* WHAT THE EXERCISE ASKS *
Quote all of the records below word for word, leaving the pictures out of your reply.

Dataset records
===
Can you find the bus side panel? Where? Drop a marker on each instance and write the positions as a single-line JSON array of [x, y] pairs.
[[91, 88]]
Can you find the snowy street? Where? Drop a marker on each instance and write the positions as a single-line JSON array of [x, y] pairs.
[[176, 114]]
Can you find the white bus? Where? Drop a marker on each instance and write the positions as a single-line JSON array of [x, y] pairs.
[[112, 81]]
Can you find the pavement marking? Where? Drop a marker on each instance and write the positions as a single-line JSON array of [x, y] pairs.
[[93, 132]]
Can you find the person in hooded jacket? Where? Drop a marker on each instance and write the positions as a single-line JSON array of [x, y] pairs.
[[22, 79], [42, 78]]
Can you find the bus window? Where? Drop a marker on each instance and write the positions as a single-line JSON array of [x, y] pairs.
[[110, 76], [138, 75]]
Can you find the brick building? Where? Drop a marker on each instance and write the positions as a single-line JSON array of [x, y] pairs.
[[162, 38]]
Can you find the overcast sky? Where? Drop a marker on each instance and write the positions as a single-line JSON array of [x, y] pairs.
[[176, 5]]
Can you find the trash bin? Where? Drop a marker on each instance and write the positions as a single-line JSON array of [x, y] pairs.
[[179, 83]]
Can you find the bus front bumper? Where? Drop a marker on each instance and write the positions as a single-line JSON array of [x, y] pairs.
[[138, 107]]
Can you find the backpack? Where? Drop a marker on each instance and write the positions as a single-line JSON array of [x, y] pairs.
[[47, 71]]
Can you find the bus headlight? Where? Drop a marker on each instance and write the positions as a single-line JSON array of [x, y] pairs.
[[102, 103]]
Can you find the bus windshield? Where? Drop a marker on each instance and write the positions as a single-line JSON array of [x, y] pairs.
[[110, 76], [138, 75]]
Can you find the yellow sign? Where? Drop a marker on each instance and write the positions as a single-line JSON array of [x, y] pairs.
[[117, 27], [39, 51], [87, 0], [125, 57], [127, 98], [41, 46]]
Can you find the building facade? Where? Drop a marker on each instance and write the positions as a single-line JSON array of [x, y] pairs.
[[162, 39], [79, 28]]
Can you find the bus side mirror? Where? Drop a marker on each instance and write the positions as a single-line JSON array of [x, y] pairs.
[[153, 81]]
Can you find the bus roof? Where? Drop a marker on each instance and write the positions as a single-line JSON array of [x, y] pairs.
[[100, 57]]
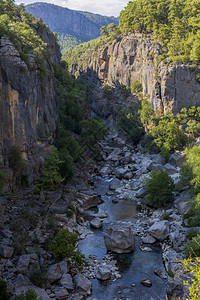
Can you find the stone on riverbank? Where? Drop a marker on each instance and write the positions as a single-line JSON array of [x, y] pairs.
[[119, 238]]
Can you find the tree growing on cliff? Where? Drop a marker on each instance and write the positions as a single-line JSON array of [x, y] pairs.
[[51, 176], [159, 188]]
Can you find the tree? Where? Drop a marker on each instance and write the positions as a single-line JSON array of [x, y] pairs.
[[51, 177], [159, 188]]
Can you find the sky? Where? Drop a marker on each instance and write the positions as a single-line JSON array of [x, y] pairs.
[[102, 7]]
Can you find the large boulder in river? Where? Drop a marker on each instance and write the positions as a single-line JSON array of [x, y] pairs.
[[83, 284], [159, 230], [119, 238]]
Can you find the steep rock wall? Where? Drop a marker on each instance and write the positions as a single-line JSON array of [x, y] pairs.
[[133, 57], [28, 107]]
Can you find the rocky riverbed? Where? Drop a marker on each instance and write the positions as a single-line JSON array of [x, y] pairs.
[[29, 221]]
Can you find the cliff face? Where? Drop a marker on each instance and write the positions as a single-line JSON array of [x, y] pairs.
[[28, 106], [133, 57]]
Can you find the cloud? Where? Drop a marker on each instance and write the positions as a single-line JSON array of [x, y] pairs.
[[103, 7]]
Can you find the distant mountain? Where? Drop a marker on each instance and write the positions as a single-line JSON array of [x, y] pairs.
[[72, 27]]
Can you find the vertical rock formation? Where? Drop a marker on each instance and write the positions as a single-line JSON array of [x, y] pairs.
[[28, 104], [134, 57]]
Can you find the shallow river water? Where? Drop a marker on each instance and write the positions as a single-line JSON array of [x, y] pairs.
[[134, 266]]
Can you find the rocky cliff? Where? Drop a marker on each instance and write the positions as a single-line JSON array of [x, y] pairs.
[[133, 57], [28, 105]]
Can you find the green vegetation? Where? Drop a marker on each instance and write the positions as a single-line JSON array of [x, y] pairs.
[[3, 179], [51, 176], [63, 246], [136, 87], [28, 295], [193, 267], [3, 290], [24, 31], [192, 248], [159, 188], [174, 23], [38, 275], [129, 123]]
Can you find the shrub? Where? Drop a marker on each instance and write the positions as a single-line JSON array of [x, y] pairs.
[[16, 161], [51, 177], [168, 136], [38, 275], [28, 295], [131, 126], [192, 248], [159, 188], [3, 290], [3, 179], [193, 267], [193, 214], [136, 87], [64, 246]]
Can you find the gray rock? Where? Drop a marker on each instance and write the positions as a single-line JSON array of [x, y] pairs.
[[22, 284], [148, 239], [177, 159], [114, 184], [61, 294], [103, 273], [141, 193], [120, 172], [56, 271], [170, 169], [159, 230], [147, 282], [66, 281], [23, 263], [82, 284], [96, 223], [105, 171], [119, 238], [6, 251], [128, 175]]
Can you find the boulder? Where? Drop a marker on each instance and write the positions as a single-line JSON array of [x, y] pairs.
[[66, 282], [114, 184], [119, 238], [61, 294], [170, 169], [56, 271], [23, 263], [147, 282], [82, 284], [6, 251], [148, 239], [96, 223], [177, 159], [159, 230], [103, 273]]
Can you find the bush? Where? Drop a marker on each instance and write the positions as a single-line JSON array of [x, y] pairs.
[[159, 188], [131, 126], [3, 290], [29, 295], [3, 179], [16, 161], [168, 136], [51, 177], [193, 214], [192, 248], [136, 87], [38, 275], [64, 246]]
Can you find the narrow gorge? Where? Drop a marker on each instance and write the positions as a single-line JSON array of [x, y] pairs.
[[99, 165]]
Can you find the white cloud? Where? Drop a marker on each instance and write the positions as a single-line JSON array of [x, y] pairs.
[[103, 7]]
===
* SOLUTION TO THE EXERCISE *
Can you find the bus side panel? Where? Drop a marker on each instance and write the positions as a single-line JSON array of [x, y] pairs.
[[91, 88]]
Can you find the snowy street? Where? Drop a marker on each instance and write the positions as a single-line JSON array of [x, y] pairs.
[[176, 114]]
Can you find the white bus? Where? Drop a marker on each instance and write the positions as a single-line JSON array of [x, y] pairs.
[[112, 81]]
Can you find the pavement marking? Where? Drop a marker on each instance and write the positions as a single-line JSON array of [x, y] pairs.
[[93, 132]]
Can you find the person in hooded jacket? Where? Drop a marker on each instance and write the positions as a single-line JSON array of [x, y] pairs.
[[22, 79], [42, 78]]
Can you find the bus window? Where? Drop a marker on each instance and write the positions as a single-line JSON array of [x, y] pairs.
[[110, 76], [138, 75]]
Can you find the brick building? Where? Drop a marker on each instance and write the positions as a single-line JSON array of [x, y] pairs.
[[162, 38]]
Can you find the overcast sky? Where? Drop a marker on each instance and write the positions as a single-line JSON array of [x, y] pairs.
[[176, 5]]
Can you find the trash bin? Where? Drop a marker on each instance and write the positions as a single-line JSON array of [x, y] pairs.
[[179, 83]]
Can you find the bus front bumper? Where? Drop a marker on each instance and write the positions as a single-line JSON array of [x, y] pairs.
[[138, 107]]
Can you find the backpack? Where? Drop a marker on each instance and write the positions as a single-line JSON array of [x, y] pairs.
[[47, 71]]
Can you find the bus headlight? Where? Drop a marker on each instance and write the positions as a single-line JSON array of [x, y] pairs.
[[102, 103]]
Can you find the bus windshield? Where? Drop a marker on each instance and write the positions as a single-line JSON array of [x, y] pairs.
[[110, 76], [138, 75]]
Can you find the yellow sign? Where? Drop a marker on each instance and write the positions as a single-line JSON array of [x, y] pairs.
[[117, 27], [39, 51], [87, 0], [125, 57], [127, 98], [41, 46]]
Can you find the building facade? Where? Drop a marker on each instance and write the positions as a single-line JSON array of [x, y] pairs.
[[162, 39], [79, 28]]
Can you find the bus side mirror? Where? Drop a marker on each instance and write the positions as a single-line JSON array of [x, y] pairs.
[[153, 81]]
Can you find the bus roof? Where? Drop a marker on each instance and write the positions as a single-line JSON array of [x, y] pairs.
[[100, 57]]
Can you find the stone on riverbank? Where? Drop a marker on each instance and write the positions as a single-line JSON array of [x, y] pairs.
[[119, 238]]
Can you find the tree growing on cliff? Where? Drop a marker on each instance and write the positions as a single-line JSON array of [x, y] pairs.
[[51, 176], [159, 188]]
Can you find the tree? Where? Drop a marker on each instance and write the positions as a single-line JSON array of [x, y] pairs.
[[51, 177], [159, 188]]
Can you find the sky? Where? Drop a marker on each instance and write the positions as a single-line JSON array of [x, y] pairs.
[[102, 7]]
Can you find the large boulder in river? Where? Drop a marker on each instance and write the positions as a single-line JSON array of [x, y] pairs.
[[83, 284], [159, 230], [119, 238]]
Can you find the steep rock wall? Where? Drop a marker on each instance and write the positions as a single-line JSON array of [x, y] pairs.
[[133, 57], [28, 107]]
Can you find the rocky riverbed? Where? Drop a marker on each instance and write the positions as a single-line JSON array of [x, y] pairs.
[[29, 221]]
Can you find the cliff face? Where? Drop a marker on each instance and write the positions as a single-line JSON array of [x, y] pairs.
[[28, 106], [133, 57]]
Can you find the cloud? Where? Drop a marker on each instance and write the positions as a single-line JSON array of [x, y] pairs.
[[103, 7]]
Can you find the distant mountain? Where? Drop a marker on each instance and write the positions as a single-line JSON array of [x, y] pairs.
[[72, 27]]
Can you find the vertical rock formation? Where? Drop a marker on each instance and write the positions as a single-line JSON array of [x, y] pairs.
[[28, 104], [134, 57]]
Can you find the shallow river water? Where? Drop a marker on each instance and write the positions as a single-line JSON array of [x, y] pairs.
[[134, 266]]
Can you find the rocky cliff? Where? Drop a marker on each instance and write the positions as a single-line JSON array of [x, y] pairs.
[[133, 57], [28, 105]]
Can you find the green vegetation? Where? Drop a marker on each instance and write the positions as a single-line JSON array of [x, y] pairs.
[[3, 179], [51, 176], [63, 246], [136, 87], [28, 295], [193, 267], [3, 290], [24, 31], [192, 248], [159, 188], [174, 23], [38, 275], [129, 123]]
Can you find the shrub? Where? Drop a marker on each instance and write the positions as a single-line JSON array of [x, y] pairs.
[[16, 161], [51, 177], [168, 136], [38, 275], [28, 295], [131, 126], [192, 248], [159, 188], [3, 290], [3, 179], [193, 267], [193, 214], [136, 87], [64, 246]]
Can you find the gray rock? Where? Drop a marker on each instance and write the positions as a single-line JSON array of [x, y] pairs.
[[22, 284], [148, 239], [177, 159], [114, 184], [61, 294], [103, 273], [141, 193], [120, 172], [56, 271], [170, 169], [159, 230], [147, 282], [66, 281], [23, 263], [82, 284], [96, 223], [105, 171], [119, 238], [6, 251], [128, 175]]
Can you find the boulder? Where? Drop a marker on each instance and write the positions as a single-line JSON array of [x, y] pairs.
[[66, 282], [114, 184], [119, 238], [61, 294], [170, 169], [56, 271], [23, 263], [147, 282], [82, 284], [6, 251], [148, 239], [96, 223], [177, 159], [159, 230], [103, 273]]
Can you find the bush? Where? Drop a marker on each instance and write the positions as a single-line JSON array of [x, y] pairs.
[[159, 188], [131, 126], [3, 290], [29, 295], [3, 179], [16, 161], [168, 136], [51, 177], [193, 214], [192, 248], [136, 87], [38, 275], [64, 246]]
Can you find the narrow gorge? Where? Drop a marker on each instance and write the positions as a single-line JSON array of [x, y] pairs.
[[99, 165]]
Can you find the white cloud? Where? Drop a marker on each instance and write the positions as a single-line JSON array of [x, y] pairs.
[[103, 7]]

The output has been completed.